• TESTO DELL'ESERCIZIO:
▼▼▼
Ho letto il bel post di CRISTIANA MARZOCCHI, dedicato ad un articolo dello scrittore israeliano David Grossman e pubblicato su REPUBBLICA.IT.
Lui dice che dopo la PESTE, torneremo ad essere umani. Ci faremo le domande giuste e proveremo a dare le risposte.
Insomma, nel bene e nel male, l'uomo si scoprirà migliore.
Lungi da me contestare questa sua affermazione, ma permettetemi di dire che un po' di dubbi ce li ho. Non credo che l'uomo impari dai suoi errori. Dopo la pandemia ed in piena fase 2, dovremo fare i conti con una crisi economico-sociale spaventosa. Ci metteremo due secondi a fare nuovamente male al nostro pianeta e di conseguenza a noi e ai nostri figli. I mari, fiumi e laghi, saranno invasi dall'inquinamento delle falde ad opera delle fabbriche, l'aria sarà di nuovo oppressa dallo smog per lo stesso motivo di cui sopra, il pensiero del denaro tornerà ad ottenebrarci la mente, il tempo, che abbiamo imparato a coccolare e a cui abbiamo affidato i nostri pensieri più belli e positivi, tornerà ad essere un miraggio.
Insomma, tutto come prima. E non sono tragica, sono realista.
L'unica speranza dovremmo riporla nei giovani. Distogliendo la mente dalla visione della Movida dell'ultimo fine settimana identico da nord a sud, io vorrei lasciarvi con un pensiero tratto da uno dei libri di Grossman che amo di più, Qualcuno con cui correre.
Il protagonista maschile Assaf, è un sedicenne timido e impacciato, mentre insegue un cane per le strade di Gerusalemme viene condotto in luoghi impensati e conosce personaggi inquietanti.
Fino ad incontrare Tamar, una ragazza solitaria e ribelle. Assaf rimane affascinato da Tamar e decide di andare fino in fondo, di correre con lei...
▲▲▲
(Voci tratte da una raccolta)
▼▼▼
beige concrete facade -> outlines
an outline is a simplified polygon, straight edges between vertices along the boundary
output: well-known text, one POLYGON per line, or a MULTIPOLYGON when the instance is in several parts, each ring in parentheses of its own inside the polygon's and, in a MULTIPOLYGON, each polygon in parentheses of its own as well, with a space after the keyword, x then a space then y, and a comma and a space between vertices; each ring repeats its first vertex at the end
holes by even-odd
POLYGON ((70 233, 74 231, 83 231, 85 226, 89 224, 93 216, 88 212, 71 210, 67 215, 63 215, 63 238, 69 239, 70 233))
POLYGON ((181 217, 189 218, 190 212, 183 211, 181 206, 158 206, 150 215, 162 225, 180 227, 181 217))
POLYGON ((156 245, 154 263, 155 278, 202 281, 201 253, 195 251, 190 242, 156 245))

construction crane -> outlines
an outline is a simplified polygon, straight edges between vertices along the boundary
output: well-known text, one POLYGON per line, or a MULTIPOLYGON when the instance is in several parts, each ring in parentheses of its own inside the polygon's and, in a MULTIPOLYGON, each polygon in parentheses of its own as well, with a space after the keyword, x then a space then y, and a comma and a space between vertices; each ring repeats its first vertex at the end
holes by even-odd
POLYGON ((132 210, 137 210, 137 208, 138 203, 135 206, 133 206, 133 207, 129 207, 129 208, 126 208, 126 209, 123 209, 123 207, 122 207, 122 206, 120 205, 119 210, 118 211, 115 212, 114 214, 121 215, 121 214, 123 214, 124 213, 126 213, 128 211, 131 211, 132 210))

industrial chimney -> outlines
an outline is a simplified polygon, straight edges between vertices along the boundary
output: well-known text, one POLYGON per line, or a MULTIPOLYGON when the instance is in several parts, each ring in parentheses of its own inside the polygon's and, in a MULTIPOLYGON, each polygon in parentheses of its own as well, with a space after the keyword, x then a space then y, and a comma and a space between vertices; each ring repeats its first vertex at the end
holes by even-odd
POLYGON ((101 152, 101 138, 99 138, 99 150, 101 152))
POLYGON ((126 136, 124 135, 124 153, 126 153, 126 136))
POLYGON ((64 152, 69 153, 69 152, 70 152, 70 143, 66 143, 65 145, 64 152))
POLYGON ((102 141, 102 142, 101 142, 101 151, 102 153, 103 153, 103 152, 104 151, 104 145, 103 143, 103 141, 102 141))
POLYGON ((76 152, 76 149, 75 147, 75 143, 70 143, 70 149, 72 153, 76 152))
▲▲▲
• COMPITI DELL'ESERCIZIO:
**A.** Secondo il testo su Grossman, quanti anni ha Assaf, il protagonista di Qualcuno con cui correre?
**B.** Prosegui il testo su Grossman e sul dopo pandemia da dove si interrompe.
Le righe di dati non servono a nulla in questo esercizio.

• RISPOSTE AI PUNTI:
**A.** Assaf ha sedici anni.

**B.**
Metaforicamente Tamar, simbolo di un futuro migliore, potrebbe essere la salvezza per i nostri ragazzi e allo stesso tempo, la nostra.
Anche in questo caso se non avete letto il romanzo di Grossman ve lo consiglio: è un libro da leggere assolutamente.
"Non sapeva dove andare. Forse si sarebbe recato nell'isola pedonale di Ben Yehudi, alla ricerca del chitarrista di cui aveva parlato Sergej. Non aveva nessuna voglia di incontrarlo e non aveva nemmeno la forza di fare una cosa tanto semplice come camminare in una via affollata, vedere persone sconosciute o parlare con parole di uso comune. Aveva la sensazione che nel poco tempo in cui era rimasto nascosto tra le siepi fosse successo qualcosa di nuovo, di solenne. Non solo a lui, ma in generale, nel mondo. Non era possibile che tutto andasse avanti come prima. Sentì l'urgenza di incontrare Tamar per raccontarglielo. Forse non avrebbe dovuto nemmeno raccontarglielo. Forse lei lo aveva già capito da sola, ovunque si trovasse, senza nemmeno conoscerlo, senza sapere niente di lui. Forse l'aveva già sentito."